### Directions
Transcribe all of the material exactly. Any picture in it should be left out.

### Given information
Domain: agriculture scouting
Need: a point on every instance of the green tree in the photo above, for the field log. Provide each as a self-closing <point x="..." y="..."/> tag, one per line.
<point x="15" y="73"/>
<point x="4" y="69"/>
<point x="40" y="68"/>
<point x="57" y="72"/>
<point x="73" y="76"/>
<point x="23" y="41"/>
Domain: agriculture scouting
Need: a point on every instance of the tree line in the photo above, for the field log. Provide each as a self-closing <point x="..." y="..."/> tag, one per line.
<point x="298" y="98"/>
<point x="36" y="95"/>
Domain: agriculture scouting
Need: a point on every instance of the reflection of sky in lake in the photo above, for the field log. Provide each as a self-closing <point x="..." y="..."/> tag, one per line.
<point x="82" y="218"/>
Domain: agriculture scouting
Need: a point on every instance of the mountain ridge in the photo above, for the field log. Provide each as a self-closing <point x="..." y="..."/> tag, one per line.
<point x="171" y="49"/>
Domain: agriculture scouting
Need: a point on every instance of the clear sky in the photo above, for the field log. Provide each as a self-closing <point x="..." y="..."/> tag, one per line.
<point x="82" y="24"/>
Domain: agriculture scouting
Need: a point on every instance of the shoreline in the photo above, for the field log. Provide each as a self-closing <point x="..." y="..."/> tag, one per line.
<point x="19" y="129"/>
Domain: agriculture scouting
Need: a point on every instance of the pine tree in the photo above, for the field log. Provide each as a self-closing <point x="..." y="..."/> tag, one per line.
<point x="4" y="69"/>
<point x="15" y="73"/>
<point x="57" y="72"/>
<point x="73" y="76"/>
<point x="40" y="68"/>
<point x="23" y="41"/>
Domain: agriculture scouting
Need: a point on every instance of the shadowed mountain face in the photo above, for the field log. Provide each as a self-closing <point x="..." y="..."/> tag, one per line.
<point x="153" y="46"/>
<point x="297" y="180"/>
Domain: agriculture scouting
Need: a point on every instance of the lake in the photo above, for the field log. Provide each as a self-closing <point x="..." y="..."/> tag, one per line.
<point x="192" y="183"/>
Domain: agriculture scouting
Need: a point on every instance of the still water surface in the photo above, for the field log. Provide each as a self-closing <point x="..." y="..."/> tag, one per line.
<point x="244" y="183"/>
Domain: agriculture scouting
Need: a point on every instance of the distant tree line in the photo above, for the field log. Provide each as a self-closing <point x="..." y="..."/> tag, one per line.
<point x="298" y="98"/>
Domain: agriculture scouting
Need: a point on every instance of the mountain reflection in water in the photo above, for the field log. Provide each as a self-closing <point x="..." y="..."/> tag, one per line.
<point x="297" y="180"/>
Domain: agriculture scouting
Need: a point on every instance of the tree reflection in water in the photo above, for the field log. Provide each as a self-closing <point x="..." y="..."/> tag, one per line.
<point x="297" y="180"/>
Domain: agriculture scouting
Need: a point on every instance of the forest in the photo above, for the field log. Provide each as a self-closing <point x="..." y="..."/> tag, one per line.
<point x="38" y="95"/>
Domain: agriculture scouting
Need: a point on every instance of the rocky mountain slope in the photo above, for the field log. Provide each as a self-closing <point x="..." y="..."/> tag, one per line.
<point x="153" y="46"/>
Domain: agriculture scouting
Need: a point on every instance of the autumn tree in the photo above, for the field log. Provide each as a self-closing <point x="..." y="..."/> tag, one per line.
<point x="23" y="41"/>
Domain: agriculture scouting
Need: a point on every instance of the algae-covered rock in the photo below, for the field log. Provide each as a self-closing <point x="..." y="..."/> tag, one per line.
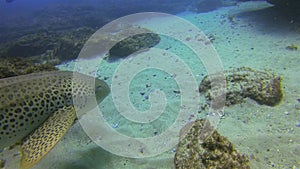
<point x="202" y="147"/>
<point x="18" y="66"/>
<point x="133" y="44"/>
<point x="242" y="83"/>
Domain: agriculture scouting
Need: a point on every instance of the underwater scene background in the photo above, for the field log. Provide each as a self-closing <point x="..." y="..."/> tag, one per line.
<point x="149" y="84"/>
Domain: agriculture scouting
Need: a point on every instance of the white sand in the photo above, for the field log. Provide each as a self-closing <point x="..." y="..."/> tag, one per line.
<point x="268" y="134"/>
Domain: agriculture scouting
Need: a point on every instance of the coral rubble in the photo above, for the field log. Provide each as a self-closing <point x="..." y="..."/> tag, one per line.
<point x="242" y="83"/>
<point x="203" y="147"/>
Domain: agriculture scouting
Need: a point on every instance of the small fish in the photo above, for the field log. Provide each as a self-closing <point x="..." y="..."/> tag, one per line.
<point x="37" y="109"/>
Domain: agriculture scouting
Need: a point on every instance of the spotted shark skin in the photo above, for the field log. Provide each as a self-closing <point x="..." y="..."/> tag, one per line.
<point x="30" y="103"/>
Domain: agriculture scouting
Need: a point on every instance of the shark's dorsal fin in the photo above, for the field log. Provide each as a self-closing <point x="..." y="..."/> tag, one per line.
<point x="44" y="138"/>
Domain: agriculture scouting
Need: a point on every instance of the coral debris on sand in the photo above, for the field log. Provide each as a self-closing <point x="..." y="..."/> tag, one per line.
<point x="203" y="147"/>
<point x="242" y="83"/>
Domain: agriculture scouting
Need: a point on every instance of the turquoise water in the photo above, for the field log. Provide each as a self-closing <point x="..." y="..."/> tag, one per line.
<point x="150" y="89"/>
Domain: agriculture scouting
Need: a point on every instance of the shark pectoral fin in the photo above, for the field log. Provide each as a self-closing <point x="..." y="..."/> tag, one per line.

### Solution for this problem
Domain: agriculture scouting
Need: a point on every instance of the green tree in the photo above, for the field log. Provide each as a self-closing <point x="..." y="..."/> tag, one per line.
<point x="15" y="73"/>
<point x="4" y="69"/>
<point x="40" y="68"/>
<point x="57" y="72"/>
<point x="73" y="76"/>
<point x="23" y="41"/>
Domain: agriculture scouting
Need: a point on every instance of the tree line in the photo above, for the field log. Provide each as a self-closing <point x="..." y="..."/> tag, one per line.
<point x="298" y="98"/>
<point x="36" y="95"/>
Domain: agriculture scouting
Need: a point on every instance of the reflection of sky in lake in the photo above, for the field log. Provide each as a self-closing <point x="..." y="..."/> tag, one per line.
<point x="82" y="218"/>
Domain: agriculture scouting
Need: a point on every instance of the mountain ridge in the photo above, for the field log. Provide each as a self-closing <point x="..." y="..."/> tag, one per line.
<point x="171" y="49"/>
Domain: agriculture scouting
Need: a point on every instance of the clear sky in the photo above, for the field log. Provide each as a self-closing <point x="..." y="..."/> tag, one per line.
<point x="82" y="24"/>
Domain: agriculture scouting
Need: a point on every instance of the shoreline in the photo above, for the field log. Provide each as a self-closing <point x="..." y="..."/> tag, one per line.
<point x="19" y="129"/>
Domain: agriculture scouting
Need: a point on every instance of the pine tree in the photo above, for the field log. Provide each as a self-closing <point x="..." y="..."/> tag, one per line.
<point x="4" y="69"/>
<point x="15" y="73"/>
<point x="57" y="72"/>
<point x="73" y="76"/>
<point x="40" y="68"/>
<point x="23" y="41"/>
Domain: agriculture scouting
Need: a point on every instance of the shadowed mountain face in the photo above, for the field log. Provide each as a self-closing <point x="..." y="..."/> tag, one per line.
<point x="153" y="46"/>
<point x="297" y="180"/>
Domain: agriculture scouting
Need: a point on every instance of the lake in the photo above, for the field log. Provide each as a self-closing <point x="..." y="..."/> tag, one per line.
<point x="192" y="183"/>
Domain: agriculture scouting
Need: a point on every instance of the still water surface in the photo above, for the field log. Provide each as a self-closing <point x="..." y="..."/> tag, one per line.
<point x="244" y="183"/>
Domain: agriculture scouting
Need: a point on every instance of the distant tree line in the photo above, for the field log. Provide each as a self-closing <point x="..." y="..."/> tag, one per line.
<point x="298" y="98"/>
Domain: agriculture scouting
Need: a point on every instance of the mountain reflection in water in the photo above, for the field log. Provide each as a self-closing <point x="..." y="..."/> tag, one per line.
<point x="297" y="180"/>
Domain: agriculture scouting
Need: a point on every instance of the tree reflection in water in the photo above, for the field log. Provide each as a self-closing <point x="..." y="..."/> tag, one per line.
<point x="297" y="180"/>
Domain: agriculture scouting
Need: a point on every instance of the forest in the photo above, for the field log. Provide each as a self-closing <point x="..." y="..."/> tag, one per line.
<point x="38" y="95"/>
Domain: agriculture scouting
Need: a point on every instance of the rocky mountain slope in the photo above, for the field log. Provide each as a self-closing <point x="..." y="..."/> tag, one per line.
<point x="153" y="46"/>
Domain: agriculture scouting
Need: a point on every instance of the autumn tree in the photo above, for the field log. Provide each as a self-closing <point x="..." y="..."/> tag, one per line.
<point x="23" y="41"/>
Domain: agriculture scouting
Need: a point on every instance of the algae-covered rock in the photo below, for the field log. Provide each as a self-closing <point x="..." y="..."/> tag, one per line.
<point x="202" y="147"/>
<point x="18" y="66"/>
<point x="133" y="44"/>
<point x="242" y="83"/>
Domain: agriculture scouting
Need: a point on every instance of the underwater scene background in the photo above, for the field log. Provide each as a self-closing <point x="..." y="..."/> tag, one per line.
<point x="149" y="84"/>
Domain: agriculture scouting
Need: a point on every instance of the white sand in the photo above, for the field log. Provide each as a self-closing <point x="..." y="..."/> tag, one per line.
<point x="268" y="134"/>
Domain: agriculture scouting
Need: a point on every instance of the coral rubble in the photo above, for the field log. Provide each as a self-closing <point x="..." y="..."/> tag, one per line.
<point x="242" y="83"/>
<point x="203" y="147"/>
Domain: agriculture scouting
Need: a point on every instance of the small fish in the photo above, for the field log. Provide each as a self-closing <point x="..." y="..."/> tag, one per line.
<point x="37" y="109"/>
Domain: agriculture scouting
Need: a point on every instance of the spotted shark skin in the photo above, for the field log. Provide each as a self-closing <point x="..." y="..."/> tag, one per line.
<point x="30" y="103"/>
Domain: agriculture scouting
Need: a point on every instance of the shark's dorsal fin in the photo above, for the field log. Provide each as a self-closing <point x="..." y="..."/> tag, one per line.
<point x="44" y="138"/>
Domain: agriculture scouting
Need: a point on every instance of the coral debris on sand in the photo above, for the field log. Provide each as a self-closing <point x="..." y="..."/> tag, one per line.
<point x="203" y="147"/>
<point x="242" y="83"/>
Domain: agriculture scouting
Need: a point on every instance of the turquoise water in the photo above, for the field log. Provide each as a self-closing <point x="..." y="..."/> tag, one per line.
<point x="150" y="89"/>
Domain: agriculture scouting
Need: a point on every instance of the shark pectoral fin in the photo above, for the field log. Provide each as a self-closing <point x="..." y="..."/> tag, one per line.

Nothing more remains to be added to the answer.